▸ TASK
According to the Exchange Server article below, which service pack first corrected the problem?
*** PASSAGE ***
When you send a uuencoded e-mail message that has attachment files with certain conditions, a temporary file may grow until it consumes all of the disk space or the information store service is shut down. This issue may also occur when you download such an e-mail message from the server by using a Post Office Protocol version 3 (POP3) or Internet Message Access Protocol Version 4rev1 (IMAP4) client.
An attachment file with the following conditions can cause this issue:
- The file includes double-byte character set (DBCS) characters in the file name.
- The length of the file name exceeds 246 bytes after the file name is converted from the SJIS character set to the JIS character set.
- The file is encoded by using uuencode.
- The codepage of the message is the JIS character set.
The temporary file is created in one of the following folders (when Exchange Server is installed in drive C by default):
- If you send the attachment file, the temporary file is created in the C:\Exchsrvr\Imcdata\Out folder.
- If you download the attachment file, the temporary file (the *.stf file) is created in the C:\Exchsrvr\Mdbdata folder.
This issue can be caused by the information store service, if a file name that includes DBCS characters exceeds 246 bytes after the file name is converted from SJIS to JIS. If this file was attached to an e-mail message, the length of file name exceeds the size of destination buffer and causes an error. The conversion is retried, which results in an endless loop that emits the same file name over and over while the temporary file grows in size.
To resolve this problem, obtain the latest service pack for Exchange Server 5.5. For additional information, click the following article number to view the article in the
Microsoft Knowledge Base:
XGEN: How to Obtain the Latest Exchange Server 5.5 Service Pack
The following files are available for download from the Microsoft
For additional information about how to download Microsoft Support files, click the following article number to view the article in the Microsoft Knowledge Base:
How to Obtain Microsoft Support Files from Online Services
Microsoft scanned this file for viruses. Microsoft used the most current virus-detection software that was available on the date that the file was posted. The file is stored on security-enhanced servers that help to prevent any unauthorized changes to the file.
Microsoft has confirmed that this is a problem in Microsoft Exchange Server version 5.5 Service Pack 2 and Service Pack 3. This problem was first corrected in Exchange Server 5.5 Service Pack 4.
*** End of PASSAGE ***
*** MATERIAL SHOWN ***
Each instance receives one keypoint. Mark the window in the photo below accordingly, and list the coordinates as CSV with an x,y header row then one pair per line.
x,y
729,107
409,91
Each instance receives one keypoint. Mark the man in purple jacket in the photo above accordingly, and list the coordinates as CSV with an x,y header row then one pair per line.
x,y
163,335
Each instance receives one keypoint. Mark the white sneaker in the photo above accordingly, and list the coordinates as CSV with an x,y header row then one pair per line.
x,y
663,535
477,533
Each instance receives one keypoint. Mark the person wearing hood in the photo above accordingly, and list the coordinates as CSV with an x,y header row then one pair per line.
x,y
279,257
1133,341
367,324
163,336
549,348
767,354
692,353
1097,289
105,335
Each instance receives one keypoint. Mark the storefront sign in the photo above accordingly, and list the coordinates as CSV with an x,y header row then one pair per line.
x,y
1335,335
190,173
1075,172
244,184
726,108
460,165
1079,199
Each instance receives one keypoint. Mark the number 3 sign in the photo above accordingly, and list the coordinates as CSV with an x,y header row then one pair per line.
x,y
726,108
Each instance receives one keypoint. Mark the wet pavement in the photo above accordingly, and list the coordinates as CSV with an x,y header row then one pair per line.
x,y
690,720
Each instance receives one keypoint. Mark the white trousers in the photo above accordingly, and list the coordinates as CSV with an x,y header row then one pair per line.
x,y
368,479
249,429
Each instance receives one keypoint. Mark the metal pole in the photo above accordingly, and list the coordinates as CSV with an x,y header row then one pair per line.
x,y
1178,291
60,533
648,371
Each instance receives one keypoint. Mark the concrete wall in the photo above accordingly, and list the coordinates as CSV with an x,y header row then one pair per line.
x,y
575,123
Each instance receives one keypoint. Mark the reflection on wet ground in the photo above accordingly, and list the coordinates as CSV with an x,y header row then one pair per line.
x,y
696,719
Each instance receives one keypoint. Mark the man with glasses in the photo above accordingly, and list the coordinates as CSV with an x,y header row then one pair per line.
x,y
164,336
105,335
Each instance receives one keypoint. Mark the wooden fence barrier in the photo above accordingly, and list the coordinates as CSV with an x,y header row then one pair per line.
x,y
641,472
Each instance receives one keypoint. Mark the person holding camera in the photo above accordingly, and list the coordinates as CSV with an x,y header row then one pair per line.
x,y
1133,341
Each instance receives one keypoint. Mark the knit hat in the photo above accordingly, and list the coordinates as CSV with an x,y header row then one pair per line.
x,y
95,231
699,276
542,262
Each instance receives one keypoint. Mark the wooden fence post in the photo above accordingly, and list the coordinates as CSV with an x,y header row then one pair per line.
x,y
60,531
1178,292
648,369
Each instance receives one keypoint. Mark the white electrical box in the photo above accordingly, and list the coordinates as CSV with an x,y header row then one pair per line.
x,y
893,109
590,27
*** End of MATERIAL SHOWN ***
▸ ANSWER TO THIS EXERCISE
Exchange Server 5.5 Service Pack 4.